TASK REQUIREMENTS:
Transcribe the listing below line for line without changing any characters, and leave the pictures out.

INPUT FOR THIS TASK:

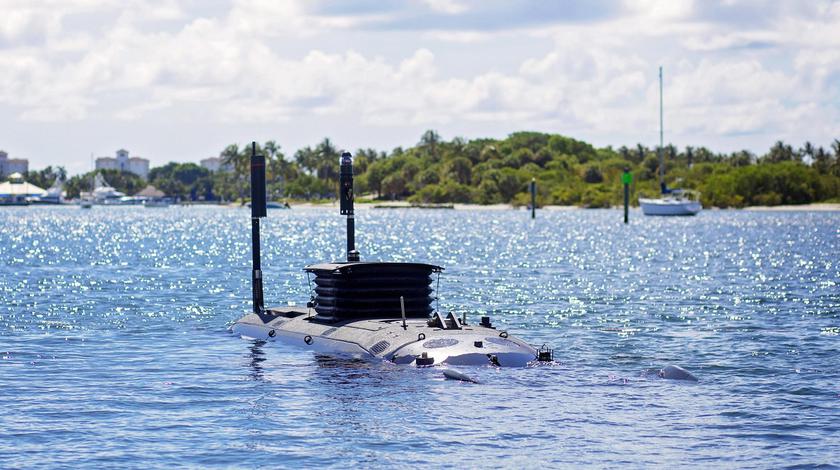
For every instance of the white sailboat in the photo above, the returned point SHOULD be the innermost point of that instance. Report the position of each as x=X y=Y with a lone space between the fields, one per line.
x=671 y=201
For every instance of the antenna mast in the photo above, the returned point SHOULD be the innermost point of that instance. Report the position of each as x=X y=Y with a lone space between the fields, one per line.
x=660 y=150
x=257 y=211
x=346 y=204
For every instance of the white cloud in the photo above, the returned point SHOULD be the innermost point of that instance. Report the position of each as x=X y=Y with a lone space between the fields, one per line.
x=266 y=62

ANSWER TO THE TASK:
For every instance of the white sailboat in the photo above, the returned point SHOULD be the innermost point of that instance. Report the position of each as x=X y=Y with a lone space between the fields, one per line.
x=671 y=201
For every instance of the antenna mast in the photo above, the returned point SHOULD be the innermost point of that instance. Report the position of each as x=X y=Y with a lone space between the fields, one per line.
x=660 y=150
x=257 y=211
x=346 y=204
For every instance of the white cloud in the photo above, the returned point SHOULD be the innermost point of that instance. Report the position of each as x=X y=Y with a lone space between the fields, one per line.
x=266 y=62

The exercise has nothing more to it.